[Records from a point labeling set]
=-=-=

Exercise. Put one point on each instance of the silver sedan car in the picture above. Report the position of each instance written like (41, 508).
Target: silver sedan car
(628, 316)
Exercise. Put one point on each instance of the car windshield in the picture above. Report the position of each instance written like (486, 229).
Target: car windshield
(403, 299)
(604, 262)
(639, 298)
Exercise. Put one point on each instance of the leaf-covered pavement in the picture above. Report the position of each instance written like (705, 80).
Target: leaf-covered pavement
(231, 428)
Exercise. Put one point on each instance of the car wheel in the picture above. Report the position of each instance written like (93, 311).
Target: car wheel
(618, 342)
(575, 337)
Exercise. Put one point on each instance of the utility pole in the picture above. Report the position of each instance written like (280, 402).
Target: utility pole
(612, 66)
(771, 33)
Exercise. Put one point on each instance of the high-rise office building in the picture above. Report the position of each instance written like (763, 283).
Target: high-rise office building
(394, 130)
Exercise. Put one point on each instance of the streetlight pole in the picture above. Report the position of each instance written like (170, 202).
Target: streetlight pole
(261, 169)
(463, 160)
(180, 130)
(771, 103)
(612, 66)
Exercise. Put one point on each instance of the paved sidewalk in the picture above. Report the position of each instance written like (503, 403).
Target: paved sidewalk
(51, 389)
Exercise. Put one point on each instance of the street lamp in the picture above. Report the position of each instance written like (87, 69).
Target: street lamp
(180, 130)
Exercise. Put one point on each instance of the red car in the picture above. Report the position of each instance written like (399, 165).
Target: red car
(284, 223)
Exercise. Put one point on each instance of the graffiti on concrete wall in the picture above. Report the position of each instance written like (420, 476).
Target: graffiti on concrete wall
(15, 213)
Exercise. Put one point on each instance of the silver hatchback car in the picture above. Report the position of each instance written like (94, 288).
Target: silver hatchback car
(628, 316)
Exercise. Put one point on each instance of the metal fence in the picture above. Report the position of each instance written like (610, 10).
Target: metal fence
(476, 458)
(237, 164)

=-=-=

> Aim of the task
Write out the full listing exactly as given.

> Task solution
Exercise. Put one point on each instance of the silver sedan car in the picture above. Report the position of each instance written like (41, 508).
Target: silver sedan car
(628, 316)
Exercise. Put one point on each instance of the car windshield in the picture above. Report the position of each instance written like (486, 229).
Target: car windshield
(403, 299)
(604, 262)
(639, 298)
Exercise. Put one point on each instance of the leaf-covered pavement in the picture above. Report the position of each instance written like (705, 80).
Target: leaf-covered pavement
(231, 428)
Exercise. Put one point on each instance of the car wheel in the picture above. Report the position of each instance written like (93, 311).
Target: car wheel
(618, 342)
(575, 337)
Exercise. Put one point on each instance of the utility pole in the picture above. Report the position of each instance written like (280, 402).
Target: utility pole
(612, 66)
(771, 33)
Exercise. Put one point on each instance of the high-rise office building in the picture above. Report the position of each instance written like (763, 283).
Target: high-rise office building
(394, 130)
Exercise. Put one point on each instance of the streetlight pole in the picture above. Report the position of each instance written like (170, 202).
Target: streetlight pole
(261, 169)
(463, 160)
(180, 130)
(771, 103)
(612, 66)
Exercise. Put one point on each instance of the paved sidewalk in the picture above. Report the position of each instance written like (503, 403).
Target: paved sidewalk
(51, 389)
Exercise. Put one point on each instance of the street lamp in the picture above. Report the position of each instance written like (87, 69).
Target: street lamp
(180, 130)
Exercise. Put one point on each instance of the red car in the picture above. Report the position of each instance written like (399, 165).
Target: red car
(284, 223)
Exercise. Put one point on each instance of the graffiti on concrete wall in the picture above. Report the position of each instance written like (420, 476).
Target: graffiti on concrete wall
(15, 213)
Exercise. Put one point on each instance of the silver hatchback car in the picture above. Report the position of each instance written like (94, 288).
Target: silver hatchback car
(628, 316)
Exercise. Put one point on each instance of the metal fence in the picture above. Report the position of each instance written like (610, 10).
Target: metal fence
(476, 458)
(237, 164)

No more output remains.